## Goal
Exactly repeat the line that contains "the green leaves", then every line after it up to and including the final line.

────────

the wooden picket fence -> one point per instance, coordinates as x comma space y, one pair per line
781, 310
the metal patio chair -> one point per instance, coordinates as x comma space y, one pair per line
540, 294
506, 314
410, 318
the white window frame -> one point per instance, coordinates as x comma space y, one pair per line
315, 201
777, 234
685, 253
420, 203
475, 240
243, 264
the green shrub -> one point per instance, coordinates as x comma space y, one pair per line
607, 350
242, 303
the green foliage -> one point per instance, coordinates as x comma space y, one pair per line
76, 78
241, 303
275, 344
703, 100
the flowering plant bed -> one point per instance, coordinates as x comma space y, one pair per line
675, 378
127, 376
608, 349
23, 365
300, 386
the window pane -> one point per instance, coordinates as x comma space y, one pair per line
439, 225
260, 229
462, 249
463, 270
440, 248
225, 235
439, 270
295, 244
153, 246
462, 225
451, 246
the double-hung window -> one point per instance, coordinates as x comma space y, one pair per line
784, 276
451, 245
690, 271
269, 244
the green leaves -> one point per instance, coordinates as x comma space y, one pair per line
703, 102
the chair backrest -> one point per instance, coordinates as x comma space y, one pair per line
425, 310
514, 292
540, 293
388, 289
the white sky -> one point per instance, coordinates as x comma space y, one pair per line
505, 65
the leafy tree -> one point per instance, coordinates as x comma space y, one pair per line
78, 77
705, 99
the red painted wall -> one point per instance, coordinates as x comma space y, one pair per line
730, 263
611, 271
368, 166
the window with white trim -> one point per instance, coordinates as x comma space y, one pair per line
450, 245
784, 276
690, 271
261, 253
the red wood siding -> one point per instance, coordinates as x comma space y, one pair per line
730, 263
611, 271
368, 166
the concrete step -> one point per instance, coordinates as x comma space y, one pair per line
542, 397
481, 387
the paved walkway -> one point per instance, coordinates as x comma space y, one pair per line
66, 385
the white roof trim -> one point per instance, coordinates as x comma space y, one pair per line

────────

## The completed task
the green leaves -> one point per instance, coordinates as x comma space y, one pair per line
703, 102
the chair backrest -> one point per instance, coordinates as x comma space y, one pair per line
425, 310
514, 292
540, 293
388, 289
the white sky -> one point per instance, coordinates as x comma space y, one pair per line
505, 65
the leafy tree -> one point per instance, coordinates as x comma space y, one pair per line
78, 77
705, 99
the red painted wall -> one point per instance, coordinates as x comma space y, one pair per line
730, 263
611, 271
368, 166
the window with white trim -> one point per instance, coordinates as x comma space y, one pair per line
450, 245
784, 276
690, 271
261, 253
the red wood siding -> one point per instance, coordinates as x comma space y, one pair per line
730, 263
611, 271
368, 166
the concrete step -> one point per instance, coordinates as x comma space y, one pair per line
542, 397
481, 387
the paved walkway -> one point per instance, coordinates as x comma space y, one pair per line
66, 385
the white roof trim -> one point per instance, coordinates as x comma space y, one pair per line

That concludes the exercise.